Extracted text:

How much should banks really be investing in marketing —and how does that compare to the rest of the competitive landscape?
New analysis from CPG’s Ally Akins, Claude Hanley and Matthew Prince, featured in The Financial Brand, takes a closer look at marketing spend across financial institutions and uncovers a wide range of approaches. The data shows that while some banks are leaning into marketing as a growth driver, others remain far more conservative—creating a noticeable gap across the industry.
One of the most important dynamics highlighted in the analysis is the contrast between traditional banks and fintechs. Fintech companies continue to invest more aggressively in marketing, particularly for customer acquisition. This has intensified competition and raised expectations around how institutions attract and retain customers.
At the same time, the role of marketing itself is evolving. Rather than functioning as a standalone support activity, marketing is increasingly being aligned with core business objectives, including deposit growth and overall performance. This shift is prompting more institutions to reevaluate how their budgets are structured and how effectively those dollars are being deployed.

Set of tasks:
1 - In the bank marketing article, which companies invest more aggressively in marketing, especially for customer acquisition?
2 - Reproduce the bank marketing article word for word, taking everything from "New analysis from" down to "across the industry.".

Stored dataset items

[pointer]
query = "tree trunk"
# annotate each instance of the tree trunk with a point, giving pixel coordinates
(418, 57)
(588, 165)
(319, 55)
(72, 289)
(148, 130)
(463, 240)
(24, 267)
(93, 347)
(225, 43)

Answers provided:
1 - Fintech companies.

2 -
New analysis from CPG’s Ally Akins, Claude Hanley and Matthew Prince, featured in The Financial Brand, takes a closer look at marketing spend across financial institutions and uncovers a wide range of approaches. The data shows that while some banks are leaning into marketing as a growth driver, others remain far more conservative—creating a noticeable gap across the industry.